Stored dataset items
════════════════

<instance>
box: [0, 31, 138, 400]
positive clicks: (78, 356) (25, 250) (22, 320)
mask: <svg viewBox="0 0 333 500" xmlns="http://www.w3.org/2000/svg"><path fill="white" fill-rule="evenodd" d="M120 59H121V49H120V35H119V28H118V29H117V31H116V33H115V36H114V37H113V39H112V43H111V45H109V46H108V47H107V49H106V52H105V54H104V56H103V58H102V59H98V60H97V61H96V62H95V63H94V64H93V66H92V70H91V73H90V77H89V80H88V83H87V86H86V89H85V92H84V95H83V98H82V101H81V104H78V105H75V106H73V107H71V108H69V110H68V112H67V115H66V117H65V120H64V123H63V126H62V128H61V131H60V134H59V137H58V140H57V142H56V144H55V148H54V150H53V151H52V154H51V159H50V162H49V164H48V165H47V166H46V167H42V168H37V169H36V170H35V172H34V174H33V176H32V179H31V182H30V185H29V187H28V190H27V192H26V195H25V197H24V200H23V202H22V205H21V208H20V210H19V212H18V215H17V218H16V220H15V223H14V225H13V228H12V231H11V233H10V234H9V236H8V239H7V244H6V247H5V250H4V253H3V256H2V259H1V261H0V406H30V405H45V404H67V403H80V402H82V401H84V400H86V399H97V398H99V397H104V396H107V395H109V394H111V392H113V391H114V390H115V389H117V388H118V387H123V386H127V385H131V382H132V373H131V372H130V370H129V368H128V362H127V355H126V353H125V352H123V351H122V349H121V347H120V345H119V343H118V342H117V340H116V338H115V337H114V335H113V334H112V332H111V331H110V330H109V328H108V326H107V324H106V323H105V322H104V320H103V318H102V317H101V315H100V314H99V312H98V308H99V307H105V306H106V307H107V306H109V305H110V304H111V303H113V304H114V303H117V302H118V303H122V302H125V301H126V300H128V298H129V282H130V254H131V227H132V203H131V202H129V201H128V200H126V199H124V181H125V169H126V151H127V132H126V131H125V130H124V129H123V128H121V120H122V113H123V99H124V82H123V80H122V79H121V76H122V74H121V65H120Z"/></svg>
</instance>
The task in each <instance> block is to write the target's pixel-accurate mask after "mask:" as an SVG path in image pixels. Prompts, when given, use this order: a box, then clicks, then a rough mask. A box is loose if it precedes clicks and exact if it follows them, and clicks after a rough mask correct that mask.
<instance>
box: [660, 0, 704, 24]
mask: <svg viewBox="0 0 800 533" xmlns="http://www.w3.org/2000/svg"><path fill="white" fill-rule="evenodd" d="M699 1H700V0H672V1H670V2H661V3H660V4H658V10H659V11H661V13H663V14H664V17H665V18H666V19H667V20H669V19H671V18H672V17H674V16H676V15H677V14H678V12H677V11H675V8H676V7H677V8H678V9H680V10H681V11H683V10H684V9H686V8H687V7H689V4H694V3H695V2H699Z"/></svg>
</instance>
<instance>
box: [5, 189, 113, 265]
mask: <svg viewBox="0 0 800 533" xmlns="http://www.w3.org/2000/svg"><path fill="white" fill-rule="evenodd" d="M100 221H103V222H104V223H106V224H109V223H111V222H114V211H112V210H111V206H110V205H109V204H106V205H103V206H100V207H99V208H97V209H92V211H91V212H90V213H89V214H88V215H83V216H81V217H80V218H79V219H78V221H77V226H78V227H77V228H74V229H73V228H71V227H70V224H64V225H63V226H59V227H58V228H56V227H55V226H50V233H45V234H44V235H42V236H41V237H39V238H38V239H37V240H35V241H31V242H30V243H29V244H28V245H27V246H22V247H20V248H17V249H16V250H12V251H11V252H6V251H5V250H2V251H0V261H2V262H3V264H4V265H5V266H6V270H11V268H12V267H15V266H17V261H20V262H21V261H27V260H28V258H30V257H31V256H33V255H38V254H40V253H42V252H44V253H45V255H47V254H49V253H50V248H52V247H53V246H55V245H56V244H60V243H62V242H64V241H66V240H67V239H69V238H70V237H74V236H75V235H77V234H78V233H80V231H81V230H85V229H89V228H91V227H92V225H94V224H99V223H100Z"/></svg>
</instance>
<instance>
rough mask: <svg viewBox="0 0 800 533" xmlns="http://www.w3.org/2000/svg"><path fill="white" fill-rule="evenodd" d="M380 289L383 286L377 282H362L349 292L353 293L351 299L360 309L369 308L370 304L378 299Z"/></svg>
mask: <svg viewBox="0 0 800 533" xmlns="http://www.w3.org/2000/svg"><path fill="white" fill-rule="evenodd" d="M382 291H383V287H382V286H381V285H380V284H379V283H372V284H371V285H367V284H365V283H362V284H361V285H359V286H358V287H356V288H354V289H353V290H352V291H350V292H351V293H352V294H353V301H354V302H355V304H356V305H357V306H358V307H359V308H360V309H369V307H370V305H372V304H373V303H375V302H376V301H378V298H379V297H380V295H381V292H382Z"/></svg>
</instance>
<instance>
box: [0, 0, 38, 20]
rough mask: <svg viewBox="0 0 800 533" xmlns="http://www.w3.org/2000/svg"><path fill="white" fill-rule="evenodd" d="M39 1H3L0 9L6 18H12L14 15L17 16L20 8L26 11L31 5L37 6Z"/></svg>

════════════════

WHAT YOU HAVE TO DO. All entries must come back exactly as they were written.

COMPLETED EXERCISE.
<instance>
box: [0, 31, 138, 400]
positive clicks: (78, 356) (25, 250) (22, 320)
mask: <svg viewBox="0 0 333 500" xmlns="http://www.w3.org/2000/svg"><path fill="white" fill-rule="evenodd" d="M120 59H121V49H120V35H119V28H118V29H117V31H116V33H115V36H114V37H113V39H112V43H111V45H109V46H108V47H107V49H106V52H105V54H104V56H103V58H102V59H98V60H97V61H96V62H95V63H94V64H93V66H92V70H91V73H90V77H89V80H88V83H87V86H86V89H85V92H84V95H83V98H82V101H81V104H78V105H75V106H73V107H71V108H69V110H68V112H67V115H66V117H65V120H64V123H63V126H62V128H61V131H60V134H59V137H58V140H57V142H56V144H55V148H54V150H53V151H52V154H51V159H50V162H49V164H48V165H47V166H46V167H42V168H37V169H36V170H35V172H34V174H33V176H32V179H31V182H30V185H29V187H28V190H27V192H26V195H25V197H24V200H23V202H22V205H21V208H20V210H19V212H18V215H17V218H16V220H15V223H14V225H13V228H12V231H11V233H10V234H9V236H8V239H7V244H6V247H5V250H4V253H3V256H2V259H1V261H0V406H30V405H45V404H67V403H80V402H82V401H84V400H86V399H97V398H99V397H104V396H107V395H109V394H111V392H113V391H114V390H115V389H117V388H118V387H123V386H127V385H131V382H132V373H131V372H130V370H129V368H128V362H127V355H126V353H125V352H123V351H122V349H121V347H120V345H119V343H118V342H117V340H116V338H115V337H114V335H113V334H112V332H111V331H110V330H109V328H108V326H107V324H106V323H105V322H104V320H103V318H102V317H101V315H100V314H99V312H98V308H99V307H105V306H106V307H107V306H109V305H110V304H111V303H113V304H114V303H117V302H118V303H122V302H125V301H126V300H128V298H129V282H130V254H131V227H132V203H131V202H129V201H128V200H126V199H124V181H125V169H126V151H127V132H126V131H125V130H124V129H123V128H121V120H122V113H123V99H124V82H123V80H122V79H121V76H122V74H121V65H120Z"/></svg>
</instance>
The task in each <instance> block is to write the target's pixel-accurate mask after "mask:" as an SVG path in image pixels. Prompts, when given, use this order: a box, then clicks, then a rough mask. A box is loose if it precedes clicks and exact if it follows them, and clicks after a rough mask correct that mask.
<instance>
box: [660, 0, 704, 24]
mask: <svg viewBox="0 0 800 533" xmlns="http://www.w3.org/2000/svg"><path fill="white" fill-rule="evenodd" d="M699 1H700V0H672V1H670V2H661V3H660V4H658V10H659V11H661V13H663V14H664V17H665V18H666V19H667V20H669V19H671V18H672V17H674V16H676V15H677V14H678V12H677V11H675V8H676V7H677V8H678V9H680V10H681V11H683V10H684V9H686V8H687V7H689V4H694V3H695V2H699Z"/></svg>
</instance>
<instance>
box: [5, 189, 113, 265]
mask: <svg viewBox="0 0 800 533" xmlns="http://www.w3.org/2000/svg"><path fill="white" fill-rule="evenodd" d="M100 221H103V222H104V223H106V224H109V223H111V222H114V211H112V210H111V206H110V205H109V204H106V205H103V206H100V207H99V208H97V209H92V211H91V212H90V213H89V214H88V215H83V216H81V217H80V218H79V219H78V221H77V226H78V227H77V228H74V229H73V228H71V227H70V224H64V225H63V226H59V227H58V228H56V227H55V226H50V233H45V234H44V235H42V236H41V237H39V238H38V239H37V240H35V241H31V242H30V243H29V244H28V245H27V246H22V247H20V248H17V249H16V250H12V251H11V252H6V251H5V250H2V251H0V261H2V262H3V264H4V265H5V266H6V270H11V268H12V267H15V266H17V261H20V262H21V261H27V260H28V258H30V257H31V256H33V255H38V254H40V253H42V252H44V253H45V255H47V254H49V253H50V248H52V247H53V246H55V245H56V244H60V243H62V242H64V241H66V240H67V239H69V238H70V237H74V236H75V235H77V234H78V233H80V231H81V230H85V229H89V228H91V227H92V225H94V224H99V223H100Z"/></svg>
</instance>
<instance>
rough mask: <svg viewBox="0 0 800 533" xmlns="http://www.w3.org/2000/svg"><path fill="white" fill-rule="evenodd" d="M380 289L383 286L377 282H362L349 292L353 293L351 299L360 309L369 308L370 304L378 299Z"/></svg>
mask: <svg viewBox="0 0 800 533" xmlns="http://www.w3.org/2000/svg"><path fill="white" fill-rule="evenodd" d="M382 291H383V287H382V286H381V285H380V284H379V283H372V284H371V285H367V284H365V283H362V284H361V285H359V286H358V287H356V288H354V289H353V290H352V291H350V292H351V293H352V294H353V301H354V302H355V304H356V305H357V306H358V307H359V308H360V309H369V307H370V305H372V304H373V303H375V302H376V301H378V298H379V297H380V295H381V292H382Z"/></svg>
</instance>
<instance>
box: [0, 0, 38, 20]
rough mask: <svg viewBox="0 0 800 533" xmlns="http://www.w3.org/2000/svg"><path fill="white" fill-rule="evenodd" d="M39 1H3L0 9L6 18H12L14 15L17 16L20 8L26 11L31 5L37 6Z"/></svg>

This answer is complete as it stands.